Turn the lines of the entries, from the line containing "Phrase: palm tree trunk" through the final line, into a JSON list of strings, with one string per line and no blank lines.

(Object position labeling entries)
◆ ◆ ◆ ◆ ◆
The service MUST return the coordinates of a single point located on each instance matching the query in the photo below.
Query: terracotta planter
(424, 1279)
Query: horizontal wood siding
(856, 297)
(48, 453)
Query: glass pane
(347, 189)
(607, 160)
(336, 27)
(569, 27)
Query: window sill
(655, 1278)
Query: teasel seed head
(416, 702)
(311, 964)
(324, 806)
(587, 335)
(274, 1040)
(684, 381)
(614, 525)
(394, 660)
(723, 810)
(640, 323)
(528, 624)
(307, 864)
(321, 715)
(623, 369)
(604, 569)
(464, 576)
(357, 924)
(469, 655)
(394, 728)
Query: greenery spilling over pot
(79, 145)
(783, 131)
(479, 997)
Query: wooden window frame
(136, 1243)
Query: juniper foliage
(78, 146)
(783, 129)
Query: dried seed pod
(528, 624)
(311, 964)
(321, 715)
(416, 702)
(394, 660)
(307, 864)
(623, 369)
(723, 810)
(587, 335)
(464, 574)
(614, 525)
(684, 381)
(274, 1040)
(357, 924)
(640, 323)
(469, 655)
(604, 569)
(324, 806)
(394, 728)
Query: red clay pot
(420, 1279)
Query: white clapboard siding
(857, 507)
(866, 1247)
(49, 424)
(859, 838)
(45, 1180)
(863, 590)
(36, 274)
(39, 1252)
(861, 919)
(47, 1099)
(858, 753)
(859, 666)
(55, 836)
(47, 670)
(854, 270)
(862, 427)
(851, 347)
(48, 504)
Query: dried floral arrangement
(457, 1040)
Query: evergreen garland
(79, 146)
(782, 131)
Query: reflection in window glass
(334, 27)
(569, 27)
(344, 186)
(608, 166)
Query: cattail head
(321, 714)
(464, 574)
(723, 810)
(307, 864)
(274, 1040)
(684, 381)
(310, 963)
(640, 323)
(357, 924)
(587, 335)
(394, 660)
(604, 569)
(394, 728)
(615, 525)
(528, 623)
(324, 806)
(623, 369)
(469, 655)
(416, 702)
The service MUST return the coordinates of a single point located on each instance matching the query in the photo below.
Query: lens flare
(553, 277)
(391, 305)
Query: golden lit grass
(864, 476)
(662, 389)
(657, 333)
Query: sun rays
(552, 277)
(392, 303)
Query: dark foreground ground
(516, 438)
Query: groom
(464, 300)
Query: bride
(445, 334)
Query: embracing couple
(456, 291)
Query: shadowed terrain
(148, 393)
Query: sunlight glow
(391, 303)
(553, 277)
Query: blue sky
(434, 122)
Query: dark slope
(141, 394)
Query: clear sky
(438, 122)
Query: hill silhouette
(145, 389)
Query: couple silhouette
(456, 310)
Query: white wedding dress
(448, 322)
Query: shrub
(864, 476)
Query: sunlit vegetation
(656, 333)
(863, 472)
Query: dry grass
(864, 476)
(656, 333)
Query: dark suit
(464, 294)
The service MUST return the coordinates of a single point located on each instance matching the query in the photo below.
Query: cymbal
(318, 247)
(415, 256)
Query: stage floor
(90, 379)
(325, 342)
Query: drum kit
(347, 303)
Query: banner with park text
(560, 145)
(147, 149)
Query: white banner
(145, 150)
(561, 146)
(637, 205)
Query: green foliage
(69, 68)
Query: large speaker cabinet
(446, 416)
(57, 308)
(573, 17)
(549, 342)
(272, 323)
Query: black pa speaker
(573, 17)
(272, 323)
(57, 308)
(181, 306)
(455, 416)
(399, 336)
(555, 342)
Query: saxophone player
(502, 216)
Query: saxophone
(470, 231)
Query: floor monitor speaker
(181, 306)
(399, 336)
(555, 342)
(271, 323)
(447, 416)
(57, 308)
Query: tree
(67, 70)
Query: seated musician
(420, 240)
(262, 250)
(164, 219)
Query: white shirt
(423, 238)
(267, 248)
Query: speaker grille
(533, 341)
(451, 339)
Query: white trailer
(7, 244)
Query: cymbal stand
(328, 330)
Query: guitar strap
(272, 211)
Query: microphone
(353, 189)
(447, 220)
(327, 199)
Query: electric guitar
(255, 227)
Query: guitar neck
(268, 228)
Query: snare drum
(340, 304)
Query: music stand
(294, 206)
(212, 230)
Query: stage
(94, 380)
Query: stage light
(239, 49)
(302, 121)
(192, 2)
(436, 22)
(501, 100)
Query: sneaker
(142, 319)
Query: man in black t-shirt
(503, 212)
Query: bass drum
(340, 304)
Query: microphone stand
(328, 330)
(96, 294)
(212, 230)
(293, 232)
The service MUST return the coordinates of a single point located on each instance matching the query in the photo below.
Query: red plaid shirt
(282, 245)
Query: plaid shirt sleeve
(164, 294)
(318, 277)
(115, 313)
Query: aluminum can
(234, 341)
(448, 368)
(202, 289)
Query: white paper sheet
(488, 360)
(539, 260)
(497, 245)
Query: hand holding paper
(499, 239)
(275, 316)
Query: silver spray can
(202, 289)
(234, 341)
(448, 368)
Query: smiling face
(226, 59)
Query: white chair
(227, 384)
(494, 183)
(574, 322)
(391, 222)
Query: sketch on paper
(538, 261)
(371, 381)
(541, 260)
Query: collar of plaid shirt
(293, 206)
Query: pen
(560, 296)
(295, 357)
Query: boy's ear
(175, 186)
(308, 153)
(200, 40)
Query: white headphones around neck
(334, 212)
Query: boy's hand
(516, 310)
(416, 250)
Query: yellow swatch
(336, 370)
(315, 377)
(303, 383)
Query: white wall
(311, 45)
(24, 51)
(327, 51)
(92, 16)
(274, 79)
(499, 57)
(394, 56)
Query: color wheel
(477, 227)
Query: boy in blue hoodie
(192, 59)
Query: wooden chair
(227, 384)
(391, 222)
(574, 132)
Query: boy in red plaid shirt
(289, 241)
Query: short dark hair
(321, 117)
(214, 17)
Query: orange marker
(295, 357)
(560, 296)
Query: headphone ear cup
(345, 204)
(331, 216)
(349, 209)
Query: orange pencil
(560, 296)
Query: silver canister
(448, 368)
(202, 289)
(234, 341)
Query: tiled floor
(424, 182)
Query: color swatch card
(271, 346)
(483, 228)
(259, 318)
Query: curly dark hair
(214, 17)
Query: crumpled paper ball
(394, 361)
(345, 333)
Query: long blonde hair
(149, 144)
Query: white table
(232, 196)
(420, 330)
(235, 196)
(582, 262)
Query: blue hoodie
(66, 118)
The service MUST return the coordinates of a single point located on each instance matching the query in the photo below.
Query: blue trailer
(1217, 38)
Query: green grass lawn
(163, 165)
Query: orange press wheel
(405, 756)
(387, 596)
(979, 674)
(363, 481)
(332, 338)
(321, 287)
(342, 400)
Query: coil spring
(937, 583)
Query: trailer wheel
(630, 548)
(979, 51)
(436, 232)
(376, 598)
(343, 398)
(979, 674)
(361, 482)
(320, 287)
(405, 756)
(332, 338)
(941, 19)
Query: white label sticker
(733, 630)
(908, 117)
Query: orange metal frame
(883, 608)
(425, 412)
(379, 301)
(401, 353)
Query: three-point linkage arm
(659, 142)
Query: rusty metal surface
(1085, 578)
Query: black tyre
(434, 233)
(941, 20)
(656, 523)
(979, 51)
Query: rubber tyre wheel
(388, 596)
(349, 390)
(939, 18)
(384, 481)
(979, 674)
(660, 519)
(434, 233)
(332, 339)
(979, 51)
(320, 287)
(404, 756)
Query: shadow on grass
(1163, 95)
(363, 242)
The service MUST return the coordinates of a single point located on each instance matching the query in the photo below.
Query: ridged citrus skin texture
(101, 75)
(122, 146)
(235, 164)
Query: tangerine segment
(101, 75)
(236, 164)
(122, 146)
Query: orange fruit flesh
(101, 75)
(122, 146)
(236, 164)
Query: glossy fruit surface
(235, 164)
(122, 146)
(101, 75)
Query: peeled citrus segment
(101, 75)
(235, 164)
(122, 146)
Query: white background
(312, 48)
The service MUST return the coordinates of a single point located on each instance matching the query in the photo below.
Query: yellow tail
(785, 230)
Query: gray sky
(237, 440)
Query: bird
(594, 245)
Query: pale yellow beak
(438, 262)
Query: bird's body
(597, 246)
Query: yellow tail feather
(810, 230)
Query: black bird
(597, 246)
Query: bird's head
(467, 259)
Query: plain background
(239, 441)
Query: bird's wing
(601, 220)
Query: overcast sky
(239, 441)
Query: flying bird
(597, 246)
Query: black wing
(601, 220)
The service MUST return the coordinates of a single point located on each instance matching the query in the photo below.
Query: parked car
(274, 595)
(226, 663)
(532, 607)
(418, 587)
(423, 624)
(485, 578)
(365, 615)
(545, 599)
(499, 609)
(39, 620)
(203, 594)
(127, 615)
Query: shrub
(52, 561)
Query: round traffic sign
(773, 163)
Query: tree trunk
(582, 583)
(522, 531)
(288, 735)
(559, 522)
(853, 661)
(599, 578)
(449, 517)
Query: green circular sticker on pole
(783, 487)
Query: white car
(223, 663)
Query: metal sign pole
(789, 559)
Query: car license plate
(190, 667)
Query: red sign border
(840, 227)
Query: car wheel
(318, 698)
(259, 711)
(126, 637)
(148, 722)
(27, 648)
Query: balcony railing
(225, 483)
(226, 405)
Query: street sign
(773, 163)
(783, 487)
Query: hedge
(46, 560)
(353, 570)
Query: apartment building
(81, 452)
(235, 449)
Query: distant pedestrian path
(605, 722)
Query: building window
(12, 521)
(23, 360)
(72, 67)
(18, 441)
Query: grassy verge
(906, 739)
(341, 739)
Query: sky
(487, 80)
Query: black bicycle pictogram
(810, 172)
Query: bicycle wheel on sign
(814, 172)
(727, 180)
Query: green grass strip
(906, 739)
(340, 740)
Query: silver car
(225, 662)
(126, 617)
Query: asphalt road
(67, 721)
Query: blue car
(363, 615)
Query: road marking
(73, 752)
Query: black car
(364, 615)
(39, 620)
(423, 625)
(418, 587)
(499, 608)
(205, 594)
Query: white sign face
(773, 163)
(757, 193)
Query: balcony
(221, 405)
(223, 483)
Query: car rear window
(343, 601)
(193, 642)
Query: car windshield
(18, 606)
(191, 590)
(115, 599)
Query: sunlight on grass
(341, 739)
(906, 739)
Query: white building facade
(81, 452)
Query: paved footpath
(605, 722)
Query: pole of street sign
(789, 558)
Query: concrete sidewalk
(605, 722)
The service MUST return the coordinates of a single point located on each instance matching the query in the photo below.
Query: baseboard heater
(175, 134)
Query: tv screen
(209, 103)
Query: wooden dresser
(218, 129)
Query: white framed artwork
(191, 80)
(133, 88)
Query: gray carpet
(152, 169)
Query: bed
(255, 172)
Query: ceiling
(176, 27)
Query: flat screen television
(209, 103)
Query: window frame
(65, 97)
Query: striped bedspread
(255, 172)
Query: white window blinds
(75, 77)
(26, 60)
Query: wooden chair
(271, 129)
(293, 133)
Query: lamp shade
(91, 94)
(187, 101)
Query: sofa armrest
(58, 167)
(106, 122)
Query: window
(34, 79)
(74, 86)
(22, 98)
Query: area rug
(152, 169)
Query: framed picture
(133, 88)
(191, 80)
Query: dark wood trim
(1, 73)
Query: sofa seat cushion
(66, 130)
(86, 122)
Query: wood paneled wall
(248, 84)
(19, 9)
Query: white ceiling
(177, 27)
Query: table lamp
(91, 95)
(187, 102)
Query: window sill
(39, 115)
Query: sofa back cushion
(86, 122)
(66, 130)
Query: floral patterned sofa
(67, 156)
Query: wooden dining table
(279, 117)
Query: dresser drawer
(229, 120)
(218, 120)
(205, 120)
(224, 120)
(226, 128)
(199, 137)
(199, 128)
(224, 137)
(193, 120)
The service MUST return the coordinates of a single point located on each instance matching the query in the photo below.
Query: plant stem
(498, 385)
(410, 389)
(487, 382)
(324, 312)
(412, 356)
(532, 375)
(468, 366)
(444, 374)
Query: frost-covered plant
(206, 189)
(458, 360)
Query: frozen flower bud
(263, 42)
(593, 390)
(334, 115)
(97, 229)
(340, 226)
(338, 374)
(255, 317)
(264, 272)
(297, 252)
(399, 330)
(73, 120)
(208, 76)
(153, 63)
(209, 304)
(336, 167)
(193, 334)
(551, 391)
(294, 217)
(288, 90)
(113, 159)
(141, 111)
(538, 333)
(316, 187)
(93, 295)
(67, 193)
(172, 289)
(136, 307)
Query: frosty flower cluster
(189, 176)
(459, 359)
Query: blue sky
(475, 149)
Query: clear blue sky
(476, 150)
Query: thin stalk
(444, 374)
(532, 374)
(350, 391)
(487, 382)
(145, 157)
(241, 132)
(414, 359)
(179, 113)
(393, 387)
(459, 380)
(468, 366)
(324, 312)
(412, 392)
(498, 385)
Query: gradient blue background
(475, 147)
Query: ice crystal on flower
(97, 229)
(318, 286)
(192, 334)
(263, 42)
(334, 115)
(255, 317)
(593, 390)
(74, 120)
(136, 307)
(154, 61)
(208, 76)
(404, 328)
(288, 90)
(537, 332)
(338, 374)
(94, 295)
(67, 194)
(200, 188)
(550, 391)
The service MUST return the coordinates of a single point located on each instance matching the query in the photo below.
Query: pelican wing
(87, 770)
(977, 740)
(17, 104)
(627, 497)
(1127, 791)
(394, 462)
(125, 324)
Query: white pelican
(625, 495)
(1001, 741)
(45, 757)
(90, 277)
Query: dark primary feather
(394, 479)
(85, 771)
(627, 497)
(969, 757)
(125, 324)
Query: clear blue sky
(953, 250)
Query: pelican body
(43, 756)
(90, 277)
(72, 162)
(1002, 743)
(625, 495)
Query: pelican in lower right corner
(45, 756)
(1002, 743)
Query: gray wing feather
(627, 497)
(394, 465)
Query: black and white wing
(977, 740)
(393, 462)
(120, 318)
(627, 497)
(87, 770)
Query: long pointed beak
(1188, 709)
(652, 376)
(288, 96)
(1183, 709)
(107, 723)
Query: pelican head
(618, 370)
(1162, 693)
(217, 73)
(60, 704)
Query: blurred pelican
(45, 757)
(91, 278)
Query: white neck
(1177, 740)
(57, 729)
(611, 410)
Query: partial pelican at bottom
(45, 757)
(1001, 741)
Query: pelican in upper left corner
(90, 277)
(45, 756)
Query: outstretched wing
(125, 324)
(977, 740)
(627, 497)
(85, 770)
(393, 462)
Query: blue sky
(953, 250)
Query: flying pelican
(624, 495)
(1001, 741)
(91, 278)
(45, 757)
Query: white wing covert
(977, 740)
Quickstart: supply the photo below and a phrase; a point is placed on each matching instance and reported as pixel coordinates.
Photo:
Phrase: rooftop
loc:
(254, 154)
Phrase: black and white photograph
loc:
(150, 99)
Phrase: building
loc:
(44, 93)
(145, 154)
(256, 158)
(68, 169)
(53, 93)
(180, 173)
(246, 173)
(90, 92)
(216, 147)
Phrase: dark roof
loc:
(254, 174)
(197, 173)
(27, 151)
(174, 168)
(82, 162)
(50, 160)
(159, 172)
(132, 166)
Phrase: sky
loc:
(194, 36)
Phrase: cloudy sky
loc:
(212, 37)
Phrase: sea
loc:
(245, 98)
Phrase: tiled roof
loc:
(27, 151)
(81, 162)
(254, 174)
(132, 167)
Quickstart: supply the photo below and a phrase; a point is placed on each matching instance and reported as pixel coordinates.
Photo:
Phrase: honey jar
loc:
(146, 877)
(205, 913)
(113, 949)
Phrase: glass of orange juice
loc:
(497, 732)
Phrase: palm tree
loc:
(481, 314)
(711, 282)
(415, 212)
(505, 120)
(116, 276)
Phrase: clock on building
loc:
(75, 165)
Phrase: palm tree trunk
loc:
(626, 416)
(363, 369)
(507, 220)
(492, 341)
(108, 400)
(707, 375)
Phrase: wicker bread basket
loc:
◆ ◆ ◆ ◆ ◆
[Output of the task]:
[
  "Phrase: palm tree trunk",
  "loc:",
  "(626, 416)",
  "(363, 369)",
  "(507, 220)",
  "(492, 341)",
  "(108, 400)",
  "(707, 375)",
  "Phrase: wicker bread basket",
  "loc:"
]